Write out every single entry exactly.

Segment Start: THE INPUT

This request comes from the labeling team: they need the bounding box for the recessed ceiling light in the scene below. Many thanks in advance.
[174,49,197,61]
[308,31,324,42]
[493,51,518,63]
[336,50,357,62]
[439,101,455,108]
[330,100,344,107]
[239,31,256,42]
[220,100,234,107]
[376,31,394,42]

Segment End: THE INPUT

__SOLUTION FOR THIS PROBLEM__:
This request comes from the labeling team: they need the bounding box for the recessed ceiling light in the scene below. Many thanks in advance.
[174,49,197,61]
[308,31,324,42]
[493,51,518,63]
[336,50,357,62]
[439,101,455,108]
[330,100,344,107]
[239,31,256,42]
[220,100,234,107]
[376,31,394,42]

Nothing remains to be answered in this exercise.